= Beginning of Section =

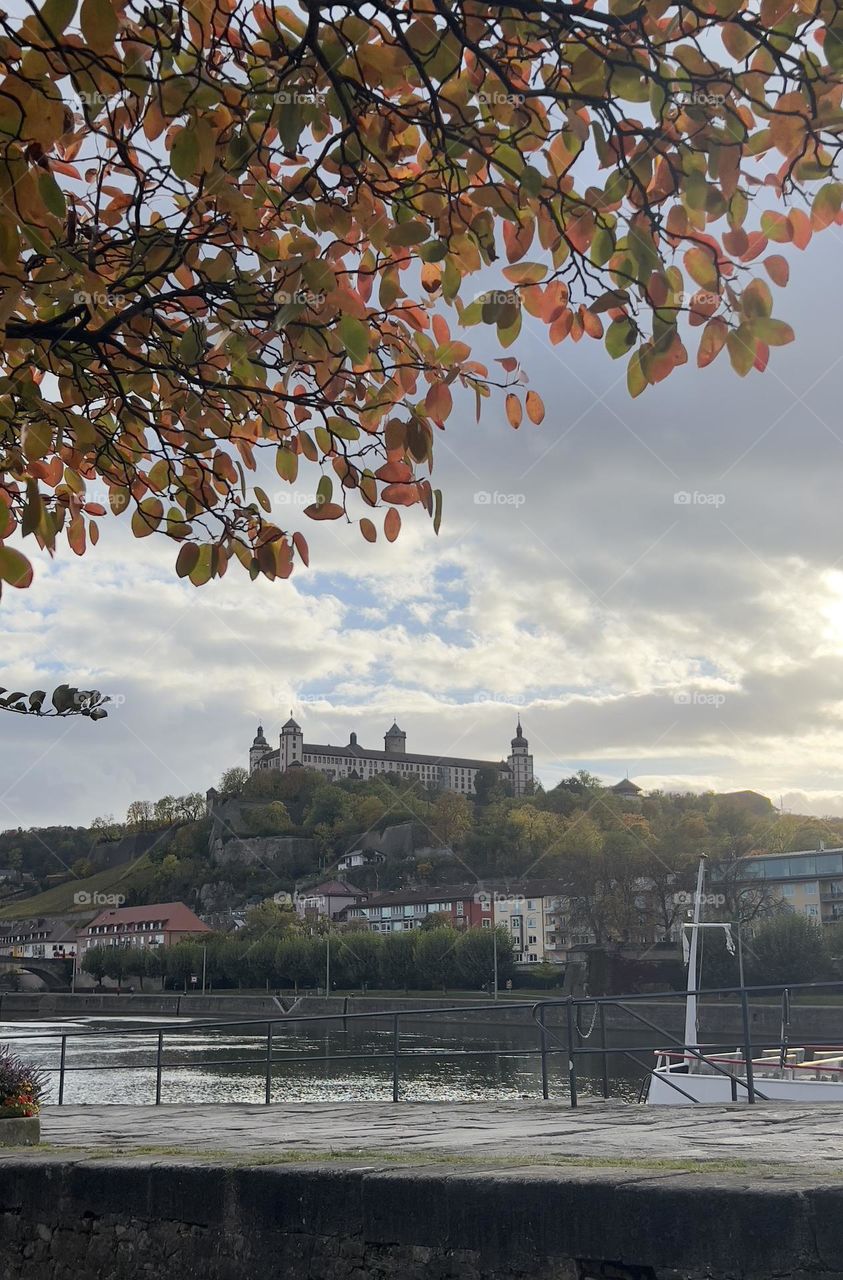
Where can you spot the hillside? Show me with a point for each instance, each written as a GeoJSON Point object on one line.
{"type": "Point", "coordinates": [132, 881]}
{"type": "Point", "coordinates": [280, 832]}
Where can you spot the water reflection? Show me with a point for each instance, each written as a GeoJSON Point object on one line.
{"type": "Point", "coordinates": [210, 1065]}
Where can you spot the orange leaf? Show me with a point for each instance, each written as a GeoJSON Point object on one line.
{"type": "Point", "coordinates": [777, 269]}
{"type": "Point", "coordinates": [401, 494]}
{"type": "Point", "coordinates": [713, 341]}
{"type": "Point", "coordinates": [439, 402]}
{"type": "Point", "coordinates": [324, 511]}
{"type": "Point", "coordinates": [535, 407]}
{"type": "Point", "coordinates": [392, 525]}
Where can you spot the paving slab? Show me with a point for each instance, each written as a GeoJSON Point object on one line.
{"type": "Point", "coordinates": [769, 1136]}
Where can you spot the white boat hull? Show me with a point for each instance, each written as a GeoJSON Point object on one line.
{"type": "Point", "coordinates": [714, 1088]}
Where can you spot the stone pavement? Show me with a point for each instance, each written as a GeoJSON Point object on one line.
{"type": "Point", "coordinates": [769, 1136]}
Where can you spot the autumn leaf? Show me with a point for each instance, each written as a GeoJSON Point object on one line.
{"type": "Point", "coordinates": [778, 269]}
{"type": "Point", "coordinates": [535, 407]}
{"type": "Point", "coordinates": [354, 338]}
{"type": "Point", "coordinates": [236, 245]}
{"type": "Point", "coordinates": [392, 525]}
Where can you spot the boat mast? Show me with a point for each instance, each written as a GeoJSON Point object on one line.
{"type": "Point", "coordinates": [691, 1000]}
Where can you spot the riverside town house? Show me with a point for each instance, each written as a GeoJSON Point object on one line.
{"type": "Point", "coordinates": [447, 772]}
{"type": "Point", "coordinates": [161, 924]}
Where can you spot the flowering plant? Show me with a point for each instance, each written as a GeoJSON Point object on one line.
{"type": "Point", "coordinates": [21, 1086]}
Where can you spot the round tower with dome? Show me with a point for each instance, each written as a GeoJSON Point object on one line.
{"type": "Point", "coordinates": [292, 748]}
{"type": "Point", "coordinates": [395, 740]}
{"type": "Point", "coordinates": [259, 749]}
{"type": "Point", "coordinates": [521, 763]}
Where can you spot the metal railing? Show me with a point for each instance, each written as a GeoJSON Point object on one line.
{"type": "Point", "coordinates": [550, 1042]}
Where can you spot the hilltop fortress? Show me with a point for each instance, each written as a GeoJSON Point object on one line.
{"type": "Point", "coordinates": [447, 772]}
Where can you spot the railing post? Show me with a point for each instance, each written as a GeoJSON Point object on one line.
{"type": "Point", "coordinates": [747, 1046]}
{"type": "Point", "coordinates": [572, 1066]}
{"type": "Point", "coordinates": [267, 1088]}
{"type": "Point", "coordinates": [159, 1059]}
{"type": "Point", "coordinates": [543, 1032]}
{"type": "Point", "coordinates": [603, 1045]}
{"type": "Point", "coordinates": [64, 1050]}
{"type": "Point", "coordinates": [395, 1041]}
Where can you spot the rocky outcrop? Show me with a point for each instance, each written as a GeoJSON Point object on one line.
{"type": "Point", "coordinates": [259, 849]}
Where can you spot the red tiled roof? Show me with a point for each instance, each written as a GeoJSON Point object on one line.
{"type": "Point", "coordinates": [175, 915]}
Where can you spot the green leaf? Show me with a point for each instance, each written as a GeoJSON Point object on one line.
{"type": "Point", "coordinates": [36, 439]}
{"type": "Point", "coordinates": [287, 464]}
{"type": "Point", "coordinates": [636, 380]}
{"type": "Point", "coordinates": [621, 337]}
{"type": "Point", "coordinates": [184, 154]}
{"type": "Point", "coordinates": [51, 195]}
{"type": "Point", "coordinates": [774, 333]}
{"type": "Point", "coordinates": [99, 24]}
{"type": "Point", "coordinates": [354, 337]}
{"type": "Point", "coordinates": [14, 568]}
{"type": "Point", "coordinates": [56, 14]}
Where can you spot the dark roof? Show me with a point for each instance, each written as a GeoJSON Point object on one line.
{"type": "Point", "coordinates": [413, 757]}
{"type": "Point", "coordinates": [333, 888]}
{"type": "Point", "coordinates": [175, 915]}
{"type": "Point", "coordinates": [435, 894]}
{"type": "Point", "coordinates": [56, 928]}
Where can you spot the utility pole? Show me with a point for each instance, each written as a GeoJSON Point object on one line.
{"type": "Point", "coordinates": [494, 949]}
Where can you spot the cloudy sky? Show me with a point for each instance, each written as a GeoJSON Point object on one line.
{"type": "Point", "coordinates": [658, 585]}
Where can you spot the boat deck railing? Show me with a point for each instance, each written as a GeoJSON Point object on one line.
{"type": "Point", "coordinates": [559, 1033]}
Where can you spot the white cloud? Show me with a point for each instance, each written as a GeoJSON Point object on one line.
{"type": "Point", "coordinates": [591, 604]}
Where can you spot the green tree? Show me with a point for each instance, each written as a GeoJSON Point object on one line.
{"type": "Point", "coordinates": [232, 782]}
{"type": "Point", "coordinates": [789, 949]}
{"type": "Point", "coordinates": [119, 963]}
{"type": "Point", "coordinates": [182, 961]}
{"type": "Point", "coordinates": [436, 958]}
{"type": "Point", "coordinates": [94, 963]}
{"type": "Point", "coordinates": [354, 958]}
{"type": "Point", "coordinates": [452, 818]}
{"type": "Point", "coordinates": [298, 961]}
{"type": "Point", "coordinates": [476, 956]}
{"type": "Point", "coordinates": [397, 960]}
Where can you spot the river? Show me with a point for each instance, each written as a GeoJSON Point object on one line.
{"type": "Point", "coordinates": [114, 1060]}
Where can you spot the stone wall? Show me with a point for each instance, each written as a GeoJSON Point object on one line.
{"type": "Point", "coordinates": [156, 1219]}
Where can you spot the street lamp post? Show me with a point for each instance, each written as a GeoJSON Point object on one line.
{"type": "Point", "coordinates": [494, 950]}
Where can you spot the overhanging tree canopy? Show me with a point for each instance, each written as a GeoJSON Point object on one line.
{"type": "Point", "coordinates": [230, 231]}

= End of Section =

WHAT TO WORK ON:
Write out each entry exactly; any pictures stay out of the copy.

RESPONSE BELOW:
Where can you spot the hillside? Show me with a point for each instance, each written as a GeoJSON Point object on one line.
{"type": "Point", "coordinates": [132, 881]}
{"type": "Point", "coordinates": [280, 832]}
Where can you spot the water reflection? Show me with a point for each instance, each written as a GeoJSON Point object on one line.
{"type": "Point", "coordinates": [210, 1065]}
Where can you spot the orange leaf? Show me with a point for each instance, each written as a GeoJSON Point object on one line.
{"type": "Point", "coordinates": [777, 269]}
{"type": "Point", "coordinates": [401, 494]}
{"type": "Point", "coordinates": [713, 341]}
{"type": "Point", "coordinates": [439, 402]}
{"type": "Point", "coordinates": [324, 511]}
{"type": "Point", "coordinates": [535, 407]}
{"type": "Point", "coordinates": [392, 525]}
Where can you spot the paving slab? Show me with a point for each instance, each written as a GeoJSON Point object on one line.
{"type": "Point", "coordinates": [769, 1136]}
Where can you spot the white boat hull? Show me with a point for each instance, each written as a GeoJSON Point object on one line.
{"type": "Point", "coordinates": [714, 1088]}
Where can you spot the stone pavement? Show me with a point for each instance, each written as a GeoJSON Point object on one line.
{"type": "Point", "coordinates": [769, 1136]}
Where can you spot the autumn leaf? Show me with a point for each instance, each written as a GeoJSON Point object on one line.
{"type": "Point", "coordinates": [778, 269]}
{"type": "Point", "coordinates": [535, 407]}
{"type": "Point", "coordinates": [354, 338]}
{"type": "Point", "coordinates": [236, 245]}
{"type": "Point", "coordinates": [392, 525]}
Where can you spot the boat mast? Show me with a point for each instance, each written as a GeoJSON Point object on one line.
{"type": "Point", "coordinates": [691, 1000]}
Where can you spot the riverside town house? Show me with a point for each instance, each written as a GeoJSON Point object on one line.
{"type": "Point", "coordinates": [447, 772]}
{"type": "Point", "coordinates": [161, 924]}
Where can you spot the flowering plant? Show me with a point for each instance, each written as a GeoJSON Point object on one line.
{"type": "Point", "coordinates": [21, 1086]}
Where can you spot the round tower with dome? Show me with a point for each instance, each written as a GeoJSON Point object on one line.
{"type": "Point", "coordinates": [292, 748]}
{"type": "Point", "coordinates": [395, 740]}
{"type": "Point", "coordinates": [259, 749]}
{"type": "Point", "coordinates": [521, 763]}
Where can you spot the metal railing? Show me with a point for each instance, each written as a GeoJSON Point object on one line.
{"type": "Point", "coordinates": [550, 1042]}
Where can you spot the hilltop fortress? Show me with a point for each instance, each written as a GeoJSON Point object on one line.
{"type": "Point", "coordinates": [447, 772]}
Where can you spot the railing post? Show me with a point for each instance, each written as a GeoJSON Point object on one line.
{"type": "Point", "coordinates": [747, 1046]}
{"type": "Point", "coordinates": [572, 1066]}
{"type": "Point", "coordinates": [267, 1088]}
{"type": "Point", "coordinates": [159, 1059]}
{"type": "Point", "coordinates": [543, 1032]}
{"type": "Point", "coordinates": [603, 1045]}
{"type": "Point", "coordinates": [64, 1050]}
{"type": "Point", "coordinates": [395, 1041]}
Where can you spot the rocky outcrop? Show me with a point for each instance, each written as a GeoJSON Point object on one line.
{"type": "Point", "coordinates": [259, 849]}
Where can you spot the red tiled roof? Show me with a point for each instance, each written as a GeoJSON Point object on one line.
{"type": "Point", "coordinates": [175, 915]}
Where can you spot the green leaf? Show me with a point for each instance, each written as a GeoJSON Point object on one line.
{"type": "Point", "coordinates": [36, 439]}
{"type": "Point", "coordinates": [287, 464]}
{"type": "Point", "coordinates": [636, 380]}
{"type": "Point", "coordinates": [621, 337]}
{"type": "Point", "coordinates": [184, 154]}
{"type": "Point", "coordinates": [51, 195]}
{"type": "Point", "coordinates": [774, 333]}
{"type": "Point", "coordinates": [99, 24]}
{"type": "Point", "coordinates": [354, 337]}
{"type": "Point", "coordinates": [14, 568]}
{"type": "Point", "coordinates": [56, 14]}
Where can you spot the dark roof? Show me with a point for each instance, each written as a GeoJSON Point object on one line.
{"type": "Point", "coordinates": [413, 757]}
{"type": "Point", "coordinates": [333, 888]}
{"type": "Point", "coordinates": [175, 915]}
{"type": "Point", "coordinates": [435, 894]}
{"type": "Point", "coordinates": [56, 928]}
Where can you spot the utility pole? Show me with a point for each instance, each written as a GeoJSON Point object on one line.
{"type": "Point", "coordinates": [494, 949]}
Where can you spot the cloudy sky? Show me with a point for each instance, each written as a GeoJSON Point object on one line.
{"type": "Point", "coordinates": [658, 585]}
Where can you spot the boat deck railing? Show me with a point for each instance, each written as a GeoJSON Point object on one line.
{"type": "Point", "coordinates": [559, 1033]}
Where can you spot the white cloud? Show me with a point for each instance, each written as a GeoJSON Point object on one line.
{"type": "Point", "coordinates": [591, 604]}
Where can you spot the green tree? Show me with a point for each instance, each written as a GeoJSON Point object on one line.
{"type": "Point", "coordinates": [232, 782]}
{"type": "Point", "coordinates": [789, 949]}
{"type": "Point", "coordinates": [119, 963]}
{"type": "Point", "coordinates": [182, 961]}
{"type": "Point", "coordinates": [436, 958]}
{"type": "Point", "coordinates": [94, 963]}
{"type": "Point", "coordinates": [354, 958]}
{"type": "Point", "coordinates": [452, 818]}
{"type": "Point", "coordinates": [298, 961]}
{"type": "Point", "coordinates": [476, 956]}
{"type": "Point", "coordinates": [397, 960]}
Where can you spot the river? Show me with a point for each instance, each written as a GeoJSON Point object on one line.
{"type": "Point", "coordinates": [114, 1060]}
Where can you spot the stone wall? Show me with a point for each instance, each written as a GeoJSON Point object on one line.
{"type": "Point", "coordinates": [156, 1219]}
Where can you spot the street lamp post? Show me with a point for each instance, each written as a GeoJSON Point object on one line.
{"type": "Point", "coordinates": [494, 950]}
Where can you spot the overhanging tree canopy? Show me with a point for each instance, each written as a GeoJSON Point object on one line.
{"type": "Point", "coordinates": [230, 231]}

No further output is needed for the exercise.